*How to complete this task*. Set the records down again in full, with every word kept.

□ □ □

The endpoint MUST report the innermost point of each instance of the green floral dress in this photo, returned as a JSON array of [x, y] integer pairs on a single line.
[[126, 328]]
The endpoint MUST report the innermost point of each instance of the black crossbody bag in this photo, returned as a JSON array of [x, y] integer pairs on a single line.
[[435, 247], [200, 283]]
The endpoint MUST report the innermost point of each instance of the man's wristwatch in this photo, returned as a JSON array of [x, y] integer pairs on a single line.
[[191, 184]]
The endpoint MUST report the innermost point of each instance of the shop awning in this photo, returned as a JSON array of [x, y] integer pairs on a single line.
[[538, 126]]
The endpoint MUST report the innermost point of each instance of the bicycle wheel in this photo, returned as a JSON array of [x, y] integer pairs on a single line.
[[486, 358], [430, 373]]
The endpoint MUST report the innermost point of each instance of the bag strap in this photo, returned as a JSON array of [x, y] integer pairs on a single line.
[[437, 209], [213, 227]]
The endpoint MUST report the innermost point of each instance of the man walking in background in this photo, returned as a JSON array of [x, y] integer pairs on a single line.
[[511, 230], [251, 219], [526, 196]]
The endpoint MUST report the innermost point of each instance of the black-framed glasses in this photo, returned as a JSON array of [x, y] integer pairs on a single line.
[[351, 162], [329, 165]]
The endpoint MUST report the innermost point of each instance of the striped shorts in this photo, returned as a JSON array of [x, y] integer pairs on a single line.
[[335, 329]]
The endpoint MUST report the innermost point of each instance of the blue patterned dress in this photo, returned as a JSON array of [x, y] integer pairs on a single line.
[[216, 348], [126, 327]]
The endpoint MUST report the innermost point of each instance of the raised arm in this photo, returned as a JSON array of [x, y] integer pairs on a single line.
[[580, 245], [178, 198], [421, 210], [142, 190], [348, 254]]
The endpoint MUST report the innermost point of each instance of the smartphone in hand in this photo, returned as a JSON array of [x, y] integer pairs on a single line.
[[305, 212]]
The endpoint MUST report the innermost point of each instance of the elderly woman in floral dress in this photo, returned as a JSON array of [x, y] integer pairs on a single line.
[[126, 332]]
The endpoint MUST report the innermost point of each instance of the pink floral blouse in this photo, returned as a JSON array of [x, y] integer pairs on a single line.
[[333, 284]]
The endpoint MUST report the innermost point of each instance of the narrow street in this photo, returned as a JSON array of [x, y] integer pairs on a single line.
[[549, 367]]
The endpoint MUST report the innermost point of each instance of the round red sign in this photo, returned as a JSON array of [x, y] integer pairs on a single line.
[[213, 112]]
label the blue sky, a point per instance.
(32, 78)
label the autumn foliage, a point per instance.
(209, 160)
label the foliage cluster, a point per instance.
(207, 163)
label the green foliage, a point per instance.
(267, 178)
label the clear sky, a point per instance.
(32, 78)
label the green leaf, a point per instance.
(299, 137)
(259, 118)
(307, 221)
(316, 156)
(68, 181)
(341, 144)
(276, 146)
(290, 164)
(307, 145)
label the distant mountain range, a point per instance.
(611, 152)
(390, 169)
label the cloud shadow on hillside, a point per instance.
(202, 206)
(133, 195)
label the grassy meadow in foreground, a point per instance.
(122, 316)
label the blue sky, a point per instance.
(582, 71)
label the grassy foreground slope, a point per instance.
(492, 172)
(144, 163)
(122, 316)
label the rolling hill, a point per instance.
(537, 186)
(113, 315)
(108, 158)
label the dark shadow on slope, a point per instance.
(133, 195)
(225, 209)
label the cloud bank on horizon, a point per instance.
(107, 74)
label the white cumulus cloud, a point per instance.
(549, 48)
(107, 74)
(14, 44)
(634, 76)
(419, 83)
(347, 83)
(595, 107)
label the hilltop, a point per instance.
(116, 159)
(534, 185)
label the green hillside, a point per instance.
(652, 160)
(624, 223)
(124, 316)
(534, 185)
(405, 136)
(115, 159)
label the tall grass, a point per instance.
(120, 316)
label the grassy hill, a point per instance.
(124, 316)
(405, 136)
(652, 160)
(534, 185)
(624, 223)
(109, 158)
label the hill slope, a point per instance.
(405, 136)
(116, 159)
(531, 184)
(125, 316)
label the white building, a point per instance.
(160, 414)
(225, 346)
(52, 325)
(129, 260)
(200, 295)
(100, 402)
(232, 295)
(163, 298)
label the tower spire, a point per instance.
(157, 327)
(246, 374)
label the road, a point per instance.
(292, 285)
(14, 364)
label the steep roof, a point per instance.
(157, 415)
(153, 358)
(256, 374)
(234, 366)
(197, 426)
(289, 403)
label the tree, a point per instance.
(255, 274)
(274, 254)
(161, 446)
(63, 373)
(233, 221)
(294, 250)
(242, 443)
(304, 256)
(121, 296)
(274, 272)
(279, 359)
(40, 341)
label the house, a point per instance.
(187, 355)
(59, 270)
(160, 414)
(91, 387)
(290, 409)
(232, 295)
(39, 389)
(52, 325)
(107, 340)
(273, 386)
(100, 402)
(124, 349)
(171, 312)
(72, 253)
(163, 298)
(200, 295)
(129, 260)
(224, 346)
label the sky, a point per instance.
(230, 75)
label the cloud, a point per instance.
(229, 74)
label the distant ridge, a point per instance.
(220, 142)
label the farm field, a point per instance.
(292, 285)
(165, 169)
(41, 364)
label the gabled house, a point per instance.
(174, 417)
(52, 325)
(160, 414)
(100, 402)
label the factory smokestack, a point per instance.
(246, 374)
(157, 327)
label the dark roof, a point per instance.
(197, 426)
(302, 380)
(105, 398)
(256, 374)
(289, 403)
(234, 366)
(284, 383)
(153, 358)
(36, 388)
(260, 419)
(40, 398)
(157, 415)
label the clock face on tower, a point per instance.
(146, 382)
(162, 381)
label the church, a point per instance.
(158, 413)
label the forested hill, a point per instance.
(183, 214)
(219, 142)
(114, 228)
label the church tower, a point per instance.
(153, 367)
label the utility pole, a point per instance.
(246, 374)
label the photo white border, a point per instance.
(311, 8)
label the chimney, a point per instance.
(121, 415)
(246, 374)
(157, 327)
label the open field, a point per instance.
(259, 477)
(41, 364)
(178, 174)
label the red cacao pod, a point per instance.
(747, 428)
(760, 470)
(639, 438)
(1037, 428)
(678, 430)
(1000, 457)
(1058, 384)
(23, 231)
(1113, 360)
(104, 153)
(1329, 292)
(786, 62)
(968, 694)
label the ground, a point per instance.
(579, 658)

□ □ □

*Solution below*.
The endpoint MUST report the innermost point of each instance of the green floral dress in this photo, returned as a JSON array of [x, y] integer pairs on a single line.
[[126, 328]]
The endpoint MUST report the innermost point of each instance of the black crossbody bag in this photo, returned as a JSON array of [x, y] integer pairs on a single line.
[[435, 247], [200, 283]]
The endpoint MUST report the innermost point of each instance of the man's wristwatch in this photo, returned as a JSON array of [x, y] integer pairs on a single line.
[[191, 184]]
The endpoint MUST report the innermost point of each instance of the shop awning in this photo, returned as a JSON array of [x, y] integer pairs on a single line.
[[538, 126]]
The endpoint MUST report the innermost point of each instance of the bicycle wheel in this photo, returned as a JSON array of [x, y] integer pairs on a single line.
[[486, 358], [430, 373]]
The endpoint MUST report the innermost point of each instance of the bag strap in this photo, returned as a JSON array of [x, y] integer pairs on a single line.
[[437, 209], [213, 227]]
The endpoint MUST report the innermost point of each instance of the man walking in background in this photo, returned as a JSON array of [x, y] integer pairs on a single line.
[[511, 230], [251, 219], [526, 196]]
The endpoint MUST report the innermost point of each instance of the black-framed glasses in this photo, returned as a JSON array of [x, y] integer pairs on a single line.
[[351, 162], [329, 165]]
The endpoint MUST report the innermost point of each instance of the striped shorts in this photo, returned as a JSON array of [x, y] integer pairs on a single line.
[[335, 329]]
The endpoint MUST report the innermost point of each instance of the blue patterned dress in this photo, returned as a JSON array of [x, y] integer pairs on a single line.
[[216, 348], [126, 327]]
The endpoint MUST report the innermost point of each instance of the raised arm in this photo, returned as a JSON array of [x, y] integer pairs on a single line.
[[580, 245], [178, 198], [421, 210], [142, 190], [348, 254]]
The endpoint MUST report the innermost point of each instance of the smartphone in hand in this photo, returned as a JSON array of [x, y] integer pairs on a single line.
[[305, 212]]
The endpoint MUST report the innermost point of each instance of the elderly woman in floral dress in this photo, returned as a JSON array of [x, y] integer pairs on a single line.
[[126, 332]]
The endpoint MUST report the innermost point of each instance of the pink floral blouse in this photo, returned as a JSON array of [x, y] integer pairs on a single line.
[[333, 284]]
The endpoint MUST report the innermost point of each instance of the narrow street in this photo, returned as a JSON array of [x, y] integer pairs on a single line.
[[549, 367]]
The endpoint MUST report the innermost point of each instance of the round red sign in this photo, returned as a JSON array of [x, y] integer pairs on a single line.
[[213, 112]]
label the blue sky, a point per instance.
(32, 78)
label the autumn foliage, a point per instance.
(209, 160)
label the foliage cluster, a point per instance.
(207, 163)
label the green foliage, a point per instance.
(267, 178)
label the clear sky, a point per instance.
(32, 78)
label the green leaf, a point per instance.
(299, 137)
(259, 118)
(307, 221)
(316, 156)
(68, 181)
(341, 144)
(276, 146)
(290, 164)
(307, 145)
label the distant mountain range, a point per instance.
(611, 152)
(390, 169)
label the cloud shadow on hillside, a point per instance.
(202, 206)
(133, 195)
label the grassy meadow in foreground, a point per instance.
(122, 316)
label the blue sky, a point per instance.
(582, 71)
label the grassy foreground slope, a point per instance.
(492, 172)
(144, 163)
(122, 316)
label the rolling hill, a point per instance.
(537, 186)
(113, 315)
(108, 158)
label the dark shadow on slope, a point per instance.
(133, 195)
(225, 209)
label the cloud bank on horizon, a point per instance.
(107, 74)
label the white cumulus cloud, a point per instance.
(549, 48)
(107, 74)
(14, 44)
(634, 76)
(419, 83)
(347, 83)
(595, 107)
label the hilltop, a point per instance.
(116, 159)
(534, 185)
label the green hillside, a point per instance.
(652, 160)
(624, 223)
(124, 316)
(534, 185)
(405, 136)
(115, 159)
label the tall grass, a point per instance.
(120, 316)
label the grassy hill, a point per instance.
(124, 316)
(405, 136)
(652, 160)
(534, 185)
(624, 223)
(109, 158)
label the hill slope, a point per instance.
(405, 136)
(116, 159)
(531, 184)
(125, 316)
label the white building, a point per instance.
(160, 414)
(225, 346)
(52, 325)
(129, 260)
(200, 295)
(100, 402)
(232, 295)
(163, 298)
label the tower spire, a point per instance.
(157, 327)
(246, 374)
label the road, a point per instance.
(292, 285)
(14, 364)
label the steep roof, a point per instance.
(157, 415)
(153, 358)
(256, 374)
(234, 366)
(197, 426)
(289, 403)
label the tree, a point per instance.
(255, 274)
(274, 254)
(161, 446)
(63, 373)
(233, 221)
(294, 250)
(242, 443)
(304, 256)
(121, 296)
(274, 272)
(279, 359)
(40, 341)
label the house, a point per instance.
(187, 355)
(59, 270)
(160, 414)
(91, 387)
(290, 409)
(232, 295)
(39, 389)
(52, 325)
(107, 340)
(273, 386)
(100, 402)
(124, 349)
(171, 312)
(72, 253)
(163, 298)
(200, 295)
(129, 260)
(224, 346)
label the sky, a point per instance.
(230, 75)
label the cloud, a point per instance.
(229, 74)
label the distant ridge, a point per instance.
(220, 142)
label the farm field, a point per instance.
(292, 285)
(165, 169)
(41, 364)
label the gabled house, a point per instance.
(174, 417)
(52, 325)
(160, 414)
(100, 402)
label the factory smokestack, a point per instance.
(246, 374)
(157, 327)
label the dark roof, a point per instance.
(197, 426)
(302, 380)
(105, 398)
(256, 374)
(289, 403)
(234, 366)
(284, 383)
(153, 358)
(36, 388)
(260, 419)
(40, 398)
(157, 415)
label the clock face on tower, a point per instance.
(146, 382)
(162, 381)
label the church, a point per instance.
(158, 413)
label the forested hill, a point per instance.
(183, 214)
(219, 142)
(114, 228)
label the church tower, a point per instance.
(153, 367)
label the utility pole, a point per instance.
(246, 374)
label the photo white border, a point per instance.
(311, 8)
label the chimney, a point per instance.
(121, 415)
(246, 374)
(157, 327)
label the open field, a point per instance.
(259, 477)
(41, 364)
(178, 174)
label the red cacao pod, a point per instance.
(747, 428)
(760, 470)
(639, 438)
(1037, 428)
(678, 430)
(1000, 457)
(1058, 384)
(23, 231)
(1113, 360)
(104, 153)
(1329, 292)
(786, 62)
(968, 694)
label the ground, a point per instance.
(579, 658)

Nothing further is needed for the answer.